_Tarea a_:
¿Puedes copiar sin cambios el pasaje del texto sobre Amadeo Jacques que empieza con "Por Carlos Páez" y sigue hasta "un breve resumen."?

-------- Texto --------

Por Carlos Páez de la Torre H

En “El amor en los tiempos del cólera”, el doctor Juvenal Urbino llega a la habitación de Jeremiah de Saint Amour. Ni bien abre la puerta, el olor del cianuro le índica que su amigo “se había puesto a salvo de los tormentos de la memoria”, quitándose la vida. Ignoro por qué, de la inmensa cantidad de tránsitos que componen la historia argentina, pocos me han impresionado tanto como el de Amadeo Jacques. No es disparatado pensar que su memoria solía atormentarlo. Pero lo dramático es que la muerte le llegó justo en la época en que su vida de desterrado empezaba a corregirse, y vislumbraba, por fin, un horizonte con promesas.

Aunque es conocida -o debiera serlo- la trayectoria de Jacques, suena pertinente reiterarla en un breve resumen.

-------- Filas de datos --------

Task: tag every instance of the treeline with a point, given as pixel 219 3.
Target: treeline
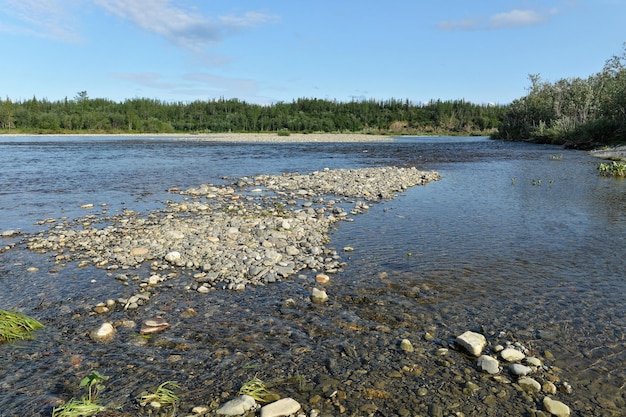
pixel 142 115
pixel 580 113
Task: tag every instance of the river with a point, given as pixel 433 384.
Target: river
pixel 517 241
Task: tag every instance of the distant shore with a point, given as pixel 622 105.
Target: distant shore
pixel 239 137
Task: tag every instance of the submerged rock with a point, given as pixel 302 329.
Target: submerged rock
pixel 474 343
pixel 237 406
pixel 105 333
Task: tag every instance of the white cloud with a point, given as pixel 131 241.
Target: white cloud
pixel 50 19
pixel 515 18
pixel 184 28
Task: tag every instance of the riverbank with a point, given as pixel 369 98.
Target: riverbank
pixel 617 153
pixel 237 137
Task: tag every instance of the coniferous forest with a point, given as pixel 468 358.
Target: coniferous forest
pixel 575 111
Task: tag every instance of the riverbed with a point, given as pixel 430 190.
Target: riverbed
pixel 522 243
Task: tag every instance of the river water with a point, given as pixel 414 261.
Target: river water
pixel 516 239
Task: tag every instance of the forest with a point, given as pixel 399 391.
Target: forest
pixel 141 115
pixel 581 113
pixel 576 112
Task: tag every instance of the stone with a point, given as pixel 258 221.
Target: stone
pixel 556 408
pixel 105 333
pixel 488 364
pixel 237 406
pixel 319 296
pixel 549 387
pixel 519 369
pixel 154 325
pixel 474 343
pixel 406 345
pixel 322 278
pixel 173 257
pixel 529 384
pixel 140 251
pixel 281 408
pixel 10 233
pixel 512 355
pixel 200 409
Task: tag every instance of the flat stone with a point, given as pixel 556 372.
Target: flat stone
pixel 512 355
pixel 319 296
pixel 488 364
pixel 140 251
pixel 556 408
pixel 322 278
pixel 105 333
pixel 237 406
pixel 519 369
pixel 406 345
pixel 529 384
pixel 281 408
pixel 474 343
pixel 173 257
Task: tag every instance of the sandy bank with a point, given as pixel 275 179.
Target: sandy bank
pixel 294 137
pixel 240 137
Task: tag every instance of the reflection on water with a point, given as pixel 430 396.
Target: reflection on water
pixel 509 240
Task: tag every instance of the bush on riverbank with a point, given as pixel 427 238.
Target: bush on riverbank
pixel 574 112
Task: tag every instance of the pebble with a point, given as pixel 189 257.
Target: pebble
pixel 519 369
pixel 237 406
pixel 322 278
pixel 473 342
pixel 319 296
pixel 406 346
pixel 281 408
pixel 529 384
pixel 556 408
pixel 104 333
pixel 154 325
pixel 488 364
pixel 512 355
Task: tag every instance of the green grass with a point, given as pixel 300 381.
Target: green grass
pixel 87 406
pixel 78 408
pixel 612 169
pixel 16 326
pixel 256 389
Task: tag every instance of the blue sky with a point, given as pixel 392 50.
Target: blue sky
pixel 279 50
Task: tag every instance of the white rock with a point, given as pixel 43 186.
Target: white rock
pixel 406 345
pixel 474 343
pixel 173 257
pixel 281 408
pixel 104 333
pixel 549 387
pixel 556 408
pixel 512 355
pixel 529 384
pixel 319 296
pixel 237 406
pixel 488 364
pixel 519 369
pixel 530 361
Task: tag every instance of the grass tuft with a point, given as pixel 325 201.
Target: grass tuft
pixel 257 389
pixel 16 326
pixel 164 395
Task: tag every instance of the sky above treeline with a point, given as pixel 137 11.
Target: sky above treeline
pixel 280 50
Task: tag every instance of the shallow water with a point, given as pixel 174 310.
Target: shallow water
pixel 516 238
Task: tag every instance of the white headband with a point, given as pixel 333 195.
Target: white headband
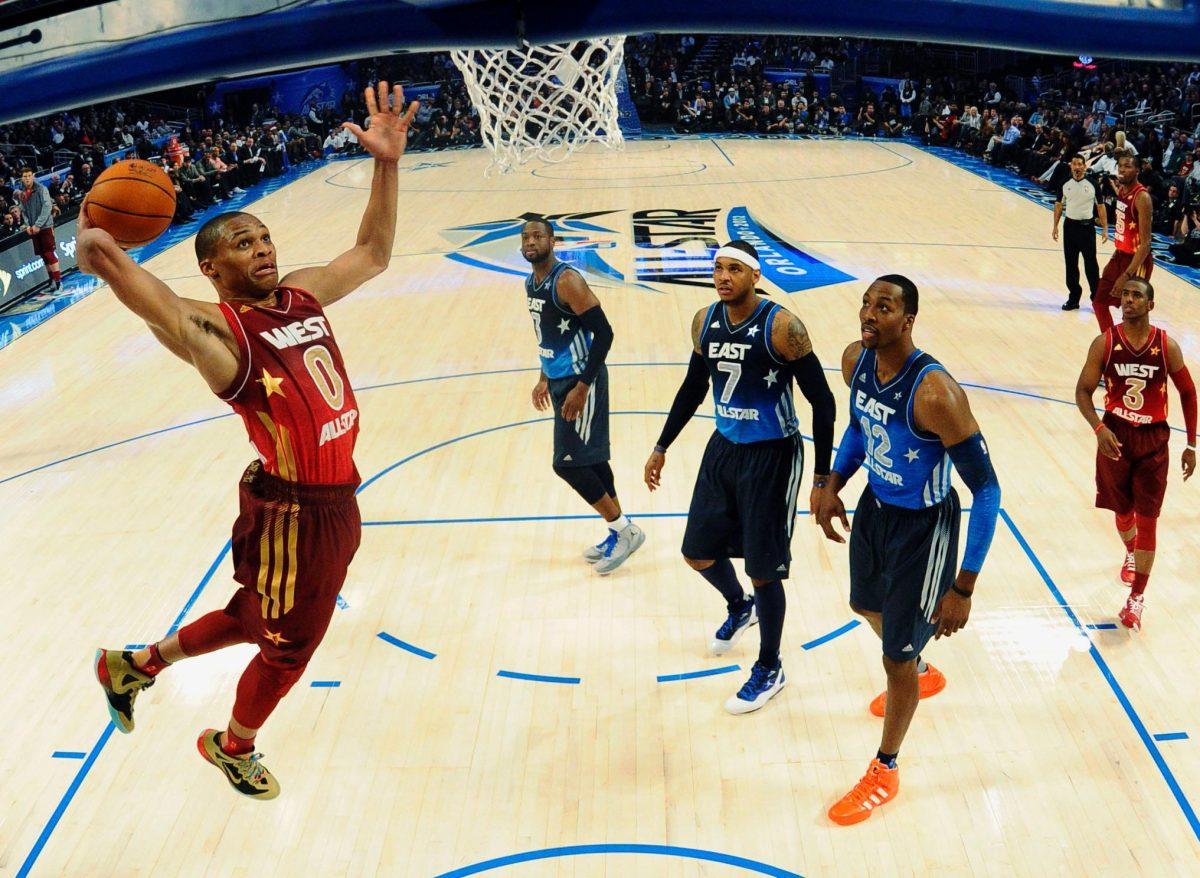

--------

_Tarea b_:
¿Puedes anotar sin cambios las líneas de los registros que empiezan con la línea que contiene "Task: tag every instance of the white cloud" y siguen hasta la línea que contiene "pixel 576 112", ambas incluidas?

_Respuesta esperada a_:
Por Carlos Páez de la Torre H

En “El amor en los tiempos del cólera”, el doctor Juvenal Urbino llega a la habitación de Jeremiah de Saint Amour. Ni bien abre la puerta, el olor del cianuro le índica que su amigo “se había puesto a salvo de los tormentos de la memoria”, quitándose la vida. Ignoro por qué, de la inmensa cantidad de tránsitos que componen la historia argentina, pocos me han impresionado tanto como el de Amadeo Jacques. No es disparatado pensar que su memoria solía atormentarlo. Pero lo dramático es que la muerte le llegó justo en la época en que su vida de desterrado empezaba a corregirse, y vislumbraba, por fin, un horizonte con promesas.

Aunque es conocida -o debiera serlo- la trayectoria de Jacques, suena pertinente reiterarla en un breve resumen.

_Respuesta esperada b_:
Task: tag every instance of the white cloud with a point, given as pixel 131 241.
Target: white cloud
pixel 50 19
pixel 515 18
pixel 184 28
Task: tag every instance of the riverbank with a point, given as pixel 369 98.
Target: riverbank
pixel 617 153
pixel 237 137
Task: tag every instance of the coniferous forest with a point, given as pixel 468 358.
Target: coniferous forest
pixel 575 111
Task: tag every instance of the riverbed with a point, given as pixel 430 190.
Target: riverbed
pixel 522 243
Task: tag every instance of the river water with a point, given as pixel 414 261.
Target: river water
pixel 516 239
Task: tag every instance of the forest with a point, given as pixel 399 391.
Target: forest
pixel 141 115
pixel 581 113
pixel 576 112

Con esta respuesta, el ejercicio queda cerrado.